------ SELECTED TEXT
Late last week, the esteemed Drugmonkey pointed me toward an article that came out in the Washington Examiner. The Drug Czar of the Bush administration expressed shock and outrage when he suddenly found out that drug researchers give addictive drugs to human addicts as part of studies on human addiction. Shock me, shock me, shock me, with that deviant behavior. I think Drugmonkey expressed it best when he said

It is harmful to our Nation’s public policy on drug control and substance abuse to run roughshod over the scientific information in this way. It is specifically harmful to drug abuse science to misrepresent the studies in this way.

No kidding. But, issues of politics aside, there are ethics issues associated with giving drug addicts drugs. Janet has done an excellent job (as usual) of explaining the ethical implications of giving drugs to drug addicts. But there’s a third topic that needs to be addressed. We do lots of animal studies with addictive drugs, why do we need to be giving it to humans?


Well, the fact is that rats can’t tell us everything. People who use animals self-administering addictive drugs can learn a lot of things. They can find out how often animals self-administer the drug in specific doses, which can help us to figure out how long the subjective effects of a drug last. We can know the biochemical half-life of a drug without knowing what that means to the animal, and self-administration can teach us which drugs you feel only for 15 minutes (like cocaine), and which you feel for hours (like MDMA), before you have to take another hit.
Self-administration studies can also show which drugs are preferable, by giving an animal a choice and seeing which one they go for. This is different from drug self-administration in humans, when the drug of choice is often a matter of price or availability, and may not actually be the more rewarding or reinforcing choice. Researchers can also use this drug discrimination ability to see how new drugs may act neurochemically, by asking the animal which drug it feels closest to.
Drug research in animals can tell us a LOT about the neurochemical activity of drugs, how they act, where they act, and what acute and chronic effects in the brain look like. These are effects we often can’t see in humans.
Finally, animal research studies can show which drugs are more likely to be addictive, based on whether an animal will self-administer it. Animals will rapidly and reliably self-administer cocaine, morphine, or heroin. Alcohol is more difficult, as it tastes bad, and most rodents don’t have a gag reflex. Drugs like LSD are almost never self-administered, which can tell you a lot about the addictive potential.
But animal studies simply can’t tell you everything there is to know about drug abuse and addiction. First of all, drug dependence is a disease that is characterized primarily by its symptoms, not by a cause. We know you are addicted to drugs because you crave them, can’t quit them, feel withdrawal when you’re not on them, etc. But there’s nothing we can really look for in your body as an underlying cause of addiction. No virus, very little in the way of particular genetic codes.
------------
▶ _TASK_:
Write the next part of the post on giving addictive drugs to human addicts in research, starting right after its final sentence. The records that follow come from an unrelated source.
------ DATA
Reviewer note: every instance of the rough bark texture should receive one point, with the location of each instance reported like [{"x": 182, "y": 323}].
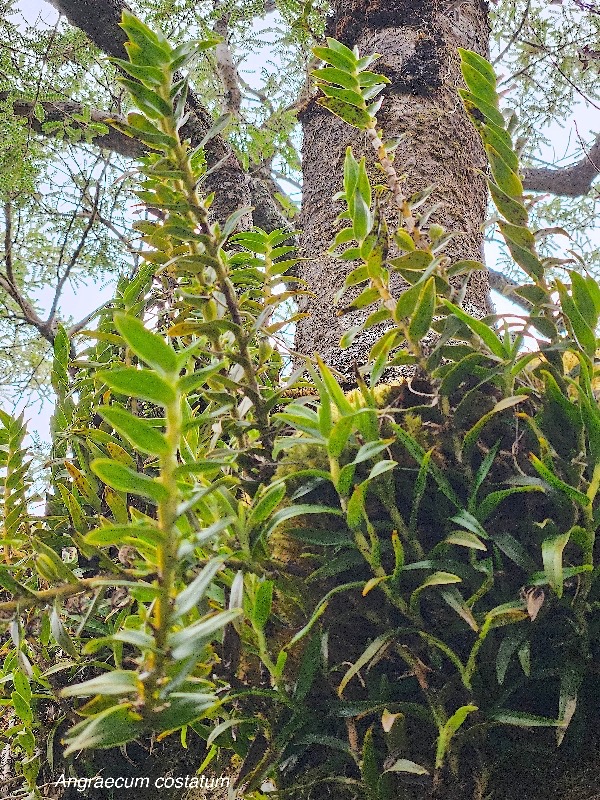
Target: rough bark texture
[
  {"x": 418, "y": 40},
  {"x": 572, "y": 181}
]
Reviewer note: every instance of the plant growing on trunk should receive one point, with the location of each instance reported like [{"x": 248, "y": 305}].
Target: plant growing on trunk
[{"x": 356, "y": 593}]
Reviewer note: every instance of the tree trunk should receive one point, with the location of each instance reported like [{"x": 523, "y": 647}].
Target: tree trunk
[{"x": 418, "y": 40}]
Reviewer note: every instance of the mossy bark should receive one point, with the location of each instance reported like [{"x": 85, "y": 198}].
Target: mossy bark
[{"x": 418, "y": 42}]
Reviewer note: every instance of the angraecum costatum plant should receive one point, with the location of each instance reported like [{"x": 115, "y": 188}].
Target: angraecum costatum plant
------------
▶ _RESULT OF THE EXERCISE_:
And the fact is, drug dependence in society depends on far more factors than you could ever simulate in a lab animal. People with drug dependence often have comorbid psychiatric disorders, which themselves are extremely difficult to model in an animal. People are often dependent on more than one drug, or abusing more than one drug, and no person’s drug cocktail of choice, or their drug history, is exactly the same. While we use animal models to figure out the specific effects of certain drugs, effects are sometimes different when we look in humans with variable drug histories.
Additionally, while we may be able to figure out a drug that might help drug addiction by testing in the laboratory, we need to to know HOW it’s stopping drug intake. An animal will stop intake when exposed to certain drugs, but it can’t tell you why. We need to perform studies in humans to find out whether their craving is decreased, their withdrawal symptoms are decreased, or whether they just don’t feel very good. Animal studies can only tell us these things in a very limited way.
Not only that, WHY people start taking addictive drugs is something that is very hard to model in the lab. Some people may take addictive drugs due to stress, which is something we can model, but other are self-medicating for underlying conditions. Each person’s underlying condition is different, and not all of them can be modeled well in animals. While a drug might help to reduce drug administration in laboratory animals, it needs to be tested on humans to determine whether it will work with a given person’s underlying conditions. And it needs to be tested on humans in the presence of drug, to look for potential interactions.
Rats certainly can tell us a lot about cue-induced drug responding, changes in the brain in response to chronic drugs, etc. But only a human can tell us what a drug really FEELS like. Only a human can tell us WHY they are taking what they are taking. Only a human can describe the feeling that goes along with tolerance, and only a human can tell us how other drugs compare in terms of how good or bad they feel. The bottom line is, only a human can talk. Until we can get a rat that can tell us about his bad day at work and how he just wanted ONE drink, we will have to be doing at least some drug addiction research on humans.